• [SUPPLIED PASSAGE]
Appropriately enough, the next article declares that the European Union is a conspiracy by the CIA, but by now I’ve had enough, and so I save it for later.
I don’t know if my hunch is true, and if the sharing of this kind of stories is on the rise among people who wish to friend me on Facebook. I also hesitate to see it as a sign of the rise of full-blown conspiracism. I see plenty of that in the social media output connected to left wing movements and causes, but not all people who share these stories are actual conspiracists. It’s more that conspiracism is the same shape as the internet. Hyperlinks connect disparate topics and ideas in a way that is analogous – if only by accident – to conspiracist thinking. One thing follows another, therefore one must cause the other.
You can see how some of these ideas germinate and spread. It is true that in 1955 the International Organization for Standardization set 440 Hz as the general tuning standard for musical pitch, and if that day you happen to have been reading about the New World Order or even the Great Financial Crisis you might be conditioned to believe that this was because of a sinister reason. And then someone else might read the story and then share it simply because they found it curious, or didn’t quite think it through. Besides, claims to truth formulated in a certain way, using the language of science reporting or even just a web page template that resembles that of a respectable newspaper, are surprisingly believable. I know a number of intelligent people who shared the story of the great toxic rains poised to destroy North America believing it to be, if not true, at least plausible. And here the shape of our information systems matches the increasingly fractured patterns of everyday life, in which reading about world affairs and potential cataclysms happens or the bus, or in between work tasks, and one often lacks the time not just to investigate the validity of a set of claims but also to think before sharing. Most of us will have done that, at some point. We are all potential accidental conspiracists.

• [DIRECTIONS]
**1)** Based on the passage about conspiracy thinking online, answer yes or no for each statement, and quote the words of the passage that decide it. (a) The writer reads the article calling the European Union a CIA conspiracy right away. (b) In 1955 the International Organization for Standardization set 440 Hz as the general tuning standard for musical pitch. (c) The writer says that everyone who shares these stories is an actual conspiracist.
**2)** Continue the passage about conspiracy thinking online, picking up from its last sentence.

(Stored data)
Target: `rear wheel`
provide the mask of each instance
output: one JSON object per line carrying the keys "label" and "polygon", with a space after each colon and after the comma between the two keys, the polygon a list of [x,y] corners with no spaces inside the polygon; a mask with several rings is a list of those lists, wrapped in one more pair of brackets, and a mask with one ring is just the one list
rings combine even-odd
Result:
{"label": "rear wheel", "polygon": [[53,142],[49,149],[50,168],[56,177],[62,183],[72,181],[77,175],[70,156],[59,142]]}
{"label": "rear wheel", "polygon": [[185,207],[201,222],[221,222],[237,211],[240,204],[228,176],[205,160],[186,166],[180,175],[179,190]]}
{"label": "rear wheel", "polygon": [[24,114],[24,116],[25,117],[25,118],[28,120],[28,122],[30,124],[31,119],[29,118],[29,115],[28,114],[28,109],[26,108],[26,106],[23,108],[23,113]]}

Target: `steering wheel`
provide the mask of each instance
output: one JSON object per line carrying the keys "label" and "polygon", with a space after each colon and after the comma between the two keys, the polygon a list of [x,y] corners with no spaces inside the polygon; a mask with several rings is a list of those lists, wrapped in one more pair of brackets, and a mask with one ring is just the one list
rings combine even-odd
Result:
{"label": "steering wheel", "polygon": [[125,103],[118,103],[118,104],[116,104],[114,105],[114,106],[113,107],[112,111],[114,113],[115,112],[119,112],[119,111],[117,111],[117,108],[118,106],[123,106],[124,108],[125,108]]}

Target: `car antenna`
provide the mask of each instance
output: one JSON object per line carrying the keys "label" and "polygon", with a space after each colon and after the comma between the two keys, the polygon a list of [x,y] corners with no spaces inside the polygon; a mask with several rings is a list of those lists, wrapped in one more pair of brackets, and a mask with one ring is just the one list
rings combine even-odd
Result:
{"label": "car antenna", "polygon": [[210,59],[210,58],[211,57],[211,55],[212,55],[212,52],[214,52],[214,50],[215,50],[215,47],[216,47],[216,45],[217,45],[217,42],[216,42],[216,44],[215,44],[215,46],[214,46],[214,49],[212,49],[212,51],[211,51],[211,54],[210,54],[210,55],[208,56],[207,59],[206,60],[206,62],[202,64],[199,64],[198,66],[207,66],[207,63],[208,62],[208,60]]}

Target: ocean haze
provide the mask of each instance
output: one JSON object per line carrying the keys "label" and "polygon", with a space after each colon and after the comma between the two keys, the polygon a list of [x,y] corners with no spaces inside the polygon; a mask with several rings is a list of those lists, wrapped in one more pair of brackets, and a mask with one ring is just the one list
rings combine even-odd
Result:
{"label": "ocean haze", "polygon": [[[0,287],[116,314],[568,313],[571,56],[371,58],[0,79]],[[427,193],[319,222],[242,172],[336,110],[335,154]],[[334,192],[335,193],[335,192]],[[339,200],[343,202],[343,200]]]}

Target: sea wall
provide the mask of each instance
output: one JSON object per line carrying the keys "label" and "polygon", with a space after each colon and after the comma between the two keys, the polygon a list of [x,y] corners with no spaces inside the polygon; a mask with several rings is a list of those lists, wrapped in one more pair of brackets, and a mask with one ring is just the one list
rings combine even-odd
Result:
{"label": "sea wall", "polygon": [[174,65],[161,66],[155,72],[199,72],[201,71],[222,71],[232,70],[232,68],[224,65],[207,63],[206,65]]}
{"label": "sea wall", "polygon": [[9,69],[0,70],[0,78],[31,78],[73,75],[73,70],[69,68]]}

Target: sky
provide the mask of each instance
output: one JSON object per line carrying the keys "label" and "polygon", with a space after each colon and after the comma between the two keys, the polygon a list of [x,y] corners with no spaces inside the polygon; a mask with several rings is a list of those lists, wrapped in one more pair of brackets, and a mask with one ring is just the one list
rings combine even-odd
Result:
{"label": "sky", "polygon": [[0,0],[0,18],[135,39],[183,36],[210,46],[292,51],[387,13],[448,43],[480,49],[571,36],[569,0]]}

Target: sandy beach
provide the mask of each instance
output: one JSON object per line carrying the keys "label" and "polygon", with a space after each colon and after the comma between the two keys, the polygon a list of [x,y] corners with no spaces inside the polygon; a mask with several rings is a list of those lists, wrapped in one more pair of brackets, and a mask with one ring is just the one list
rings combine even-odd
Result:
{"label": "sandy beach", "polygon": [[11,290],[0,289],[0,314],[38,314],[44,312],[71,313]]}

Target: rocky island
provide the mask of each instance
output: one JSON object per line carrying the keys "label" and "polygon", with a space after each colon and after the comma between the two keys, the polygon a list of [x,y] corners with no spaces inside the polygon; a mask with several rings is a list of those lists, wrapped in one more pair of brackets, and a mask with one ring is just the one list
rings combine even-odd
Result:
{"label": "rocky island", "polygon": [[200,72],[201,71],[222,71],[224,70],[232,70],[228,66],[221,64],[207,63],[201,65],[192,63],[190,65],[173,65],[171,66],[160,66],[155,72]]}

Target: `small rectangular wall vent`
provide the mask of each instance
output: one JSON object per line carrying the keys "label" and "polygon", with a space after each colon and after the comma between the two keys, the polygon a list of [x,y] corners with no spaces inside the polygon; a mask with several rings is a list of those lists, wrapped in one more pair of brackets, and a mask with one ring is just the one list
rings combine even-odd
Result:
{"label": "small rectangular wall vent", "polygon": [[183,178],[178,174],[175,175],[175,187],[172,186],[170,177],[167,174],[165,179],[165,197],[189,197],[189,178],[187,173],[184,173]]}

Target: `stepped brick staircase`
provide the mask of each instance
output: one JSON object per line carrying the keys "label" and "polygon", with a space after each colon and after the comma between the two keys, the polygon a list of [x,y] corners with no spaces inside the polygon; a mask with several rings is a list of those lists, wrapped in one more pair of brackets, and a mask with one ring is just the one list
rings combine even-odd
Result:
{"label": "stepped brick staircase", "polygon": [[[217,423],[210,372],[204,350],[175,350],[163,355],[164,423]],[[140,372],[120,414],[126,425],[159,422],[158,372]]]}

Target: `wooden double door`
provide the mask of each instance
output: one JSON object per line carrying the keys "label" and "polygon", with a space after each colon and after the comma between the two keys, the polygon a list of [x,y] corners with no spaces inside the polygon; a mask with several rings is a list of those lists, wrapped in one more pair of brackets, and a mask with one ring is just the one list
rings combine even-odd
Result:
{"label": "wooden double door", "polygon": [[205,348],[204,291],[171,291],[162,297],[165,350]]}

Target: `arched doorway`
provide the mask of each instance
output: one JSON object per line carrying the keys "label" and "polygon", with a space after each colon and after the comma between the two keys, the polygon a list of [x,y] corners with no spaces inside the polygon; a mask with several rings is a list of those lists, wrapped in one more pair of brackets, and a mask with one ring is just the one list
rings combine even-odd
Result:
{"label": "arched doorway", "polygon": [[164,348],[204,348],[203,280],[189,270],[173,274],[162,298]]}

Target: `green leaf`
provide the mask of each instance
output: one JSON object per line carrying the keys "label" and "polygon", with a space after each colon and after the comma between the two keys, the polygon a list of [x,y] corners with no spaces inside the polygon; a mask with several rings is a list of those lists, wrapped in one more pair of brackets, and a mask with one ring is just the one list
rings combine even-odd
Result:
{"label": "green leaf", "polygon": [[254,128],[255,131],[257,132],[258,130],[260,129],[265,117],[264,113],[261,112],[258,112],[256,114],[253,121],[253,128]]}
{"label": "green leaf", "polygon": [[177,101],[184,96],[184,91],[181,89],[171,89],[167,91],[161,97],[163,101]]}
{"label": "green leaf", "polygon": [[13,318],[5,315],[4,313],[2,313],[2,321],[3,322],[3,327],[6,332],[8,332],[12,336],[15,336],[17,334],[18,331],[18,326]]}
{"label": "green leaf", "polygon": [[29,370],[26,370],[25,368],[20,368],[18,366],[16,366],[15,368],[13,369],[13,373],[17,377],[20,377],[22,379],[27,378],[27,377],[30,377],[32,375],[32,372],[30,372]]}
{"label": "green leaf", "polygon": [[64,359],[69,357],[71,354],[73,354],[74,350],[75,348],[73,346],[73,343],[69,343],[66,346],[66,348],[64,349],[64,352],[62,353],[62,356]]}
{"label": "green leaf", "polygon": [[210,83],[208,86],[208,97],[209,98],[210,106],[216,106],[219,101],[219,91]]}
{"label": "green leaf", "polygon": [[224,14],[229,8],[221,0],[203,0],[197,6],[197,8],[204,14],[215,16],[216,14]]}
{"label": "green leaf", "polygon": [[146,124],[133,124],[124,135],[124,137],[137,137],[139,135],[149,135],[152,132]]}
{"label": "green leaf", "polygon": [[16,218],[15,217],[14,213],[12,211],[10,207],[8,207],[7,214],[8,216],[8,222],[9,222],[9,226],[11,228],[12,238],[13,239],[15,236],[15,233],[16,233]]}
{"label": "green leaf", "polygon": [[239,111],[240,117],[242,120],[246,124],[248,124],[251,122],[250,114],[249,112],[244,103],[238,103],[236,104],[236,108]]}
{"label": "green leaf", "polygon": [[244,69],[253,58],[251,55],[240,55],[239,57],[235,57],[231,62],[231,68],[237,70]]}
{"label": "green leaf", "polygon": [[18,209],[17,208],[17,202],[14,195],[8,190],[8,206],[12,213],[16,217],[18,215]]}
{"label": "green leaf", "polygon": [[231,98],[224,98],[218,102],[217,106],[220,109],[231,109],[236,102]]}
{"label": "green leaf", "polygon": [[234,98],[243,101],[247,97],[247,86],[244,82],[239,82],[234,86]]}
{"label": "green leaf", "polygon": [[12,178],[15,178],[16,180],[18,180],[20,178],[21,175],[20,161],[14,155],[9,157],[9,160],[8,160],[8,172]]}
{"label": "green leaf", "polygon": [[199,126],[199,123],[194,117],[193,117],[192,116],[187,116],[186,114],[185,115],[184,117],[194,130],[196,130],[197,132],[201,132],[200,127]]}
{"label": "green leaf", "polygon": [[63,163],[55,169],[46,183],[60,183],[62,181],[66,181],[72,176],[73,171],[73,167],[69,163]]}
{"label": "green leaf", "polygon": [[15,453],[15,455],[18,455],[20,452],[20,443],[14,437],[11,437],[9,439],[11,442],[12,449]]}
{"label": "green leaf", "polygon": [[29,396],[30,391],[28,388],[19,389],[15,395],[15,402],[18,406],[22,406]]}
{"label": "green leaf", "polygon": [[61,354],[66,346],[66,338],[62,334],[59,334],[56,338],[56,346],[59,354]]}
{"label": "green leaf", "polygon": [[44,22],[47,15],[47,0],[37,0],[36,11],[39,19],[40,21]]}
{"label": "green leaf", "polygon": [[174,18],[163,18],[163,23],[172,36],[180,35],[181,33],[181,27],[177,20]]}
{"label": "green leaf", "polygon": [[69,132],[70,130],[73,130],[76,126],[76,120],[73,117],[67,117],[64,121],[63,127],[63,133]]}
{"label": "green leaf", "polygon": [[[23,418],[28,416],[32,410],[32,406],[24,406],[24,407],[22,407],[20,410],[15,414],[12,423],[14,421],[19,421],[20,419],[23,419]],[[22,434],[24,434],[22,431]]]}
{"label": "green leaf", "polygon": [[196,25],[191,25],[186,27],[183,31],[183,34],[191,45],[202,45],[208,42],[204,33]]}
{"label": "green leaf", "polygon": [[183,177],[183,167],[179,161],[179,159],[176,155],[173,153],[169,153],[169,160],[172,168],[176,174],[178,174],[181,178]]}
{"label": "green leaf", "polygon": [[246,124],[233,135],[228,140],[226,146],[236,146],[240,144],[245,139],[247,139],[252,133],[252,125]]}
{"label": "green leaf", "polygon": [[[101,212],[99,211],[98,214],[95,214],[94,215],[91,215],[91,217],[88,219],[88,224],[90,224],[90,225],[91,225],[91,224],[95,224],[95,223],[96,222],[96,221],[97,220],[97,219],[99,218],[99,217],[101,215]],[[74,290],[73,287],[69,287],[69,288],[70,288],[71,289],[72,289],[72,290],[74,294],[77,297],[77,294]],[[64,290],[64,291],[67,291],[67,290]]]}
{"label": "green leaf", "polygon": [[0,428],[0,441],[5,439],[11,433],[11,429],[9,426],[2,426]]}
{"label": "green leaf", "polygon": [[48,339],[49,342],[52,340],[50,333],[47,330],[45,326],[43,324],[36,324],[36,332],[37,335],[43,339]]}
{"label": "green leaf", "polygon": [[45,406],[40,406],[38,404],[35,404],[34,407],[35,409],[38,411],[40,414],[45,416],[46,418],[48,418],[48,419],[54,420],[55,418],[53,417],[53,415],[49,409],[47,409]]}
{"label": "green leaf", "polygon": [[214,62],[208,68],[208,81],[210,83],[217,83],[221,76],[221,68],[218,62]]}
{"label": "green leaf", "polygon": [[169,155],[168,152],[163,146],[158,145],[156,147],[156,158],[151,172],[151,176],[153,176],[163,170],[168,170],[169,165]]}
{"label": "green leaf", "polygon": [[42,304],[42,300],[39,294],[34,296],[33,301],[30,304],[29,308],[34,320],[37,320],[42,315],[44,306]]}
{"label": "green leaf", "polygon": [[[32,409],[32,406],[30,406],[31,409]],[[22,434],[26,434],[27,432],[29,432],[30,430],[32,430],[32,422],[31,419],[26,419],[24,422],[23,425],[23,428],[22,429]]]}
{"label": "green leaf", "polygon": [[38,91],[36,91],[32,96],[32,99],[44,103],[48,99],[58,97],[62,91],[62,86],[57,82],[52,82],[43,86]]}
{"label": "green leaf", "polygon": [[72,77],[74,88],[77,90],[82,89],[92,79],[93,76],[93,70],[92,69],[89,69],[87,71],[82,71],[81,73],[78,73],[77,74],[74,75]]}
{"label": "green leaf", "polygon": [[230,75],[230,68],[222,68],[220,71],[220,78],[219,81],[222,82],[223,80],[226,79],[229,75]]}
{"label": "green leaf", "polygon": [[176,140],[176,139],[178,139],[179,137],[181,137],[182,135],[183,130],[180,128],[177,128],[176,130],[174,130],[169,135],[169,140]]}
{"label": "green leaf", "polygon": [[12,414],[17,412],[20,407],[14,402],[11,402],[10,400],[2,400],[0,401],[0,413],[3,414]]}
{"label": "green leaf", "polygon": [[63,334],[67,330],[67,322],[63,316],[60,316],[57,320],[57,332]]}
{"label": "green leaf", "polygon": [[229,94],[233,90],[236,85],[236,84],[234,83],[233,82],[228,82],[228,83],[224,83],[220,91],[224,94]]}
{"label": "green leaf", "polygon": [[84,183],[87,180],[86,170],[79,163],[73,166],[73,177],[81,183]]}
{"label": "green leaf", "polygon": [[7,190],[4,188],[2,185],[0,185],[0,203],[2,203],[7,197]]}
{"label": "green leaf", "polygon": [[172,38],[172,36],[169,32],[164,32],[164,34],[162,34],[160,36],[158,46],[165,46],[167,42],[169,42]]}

• [RESULTS FOR EACH TASK]
**1)**
(a) No: "I save it for later."
(b) Yes: "It is true that in 1955 the International Organization for Standardization set 440 Hz as the general tuning standard for musical pitch"
(c) No: "not all people who share these stories are actual conspiracists"

**2)**
Yet I stay away from people on Facebook who share those stories. Casual conspiracism is also casual anti-semitism – it never takes more than three jumps to find the first mention of the Rothschild family – and a lot of other bad things besides. Few of the stories are harmless, and certainly not the one of the former oncologist who claims that cancer is a fungus and that you can cure it with bicarbonate of soda: Tullio Simoncini is a real person, and has faced criminal proceedings in two countries for manslaughter and fraud. People have quite literally died for believing him. But I’m not even saying that these dangerous falsehoods are more easily believed than they ever were. I simply don’t know. Maybe they are just more accessible and visible. Besides, the crisis of the traditional systems for validating knowledge is not altogether a bad thing – they could certainly use a shake-up. I just wonder, sometimes, about the cumulative effects of all those apparently innocent acts of reading, and if some day I’ll turn around and ask in earnest: ‘Wait a minute – why are they keeping the golden ratio hidden from us?’
Pictured at the top of the post is the stairwell of the Torre dei Lamberti, Verona, photographed by Lorenzo Caretta.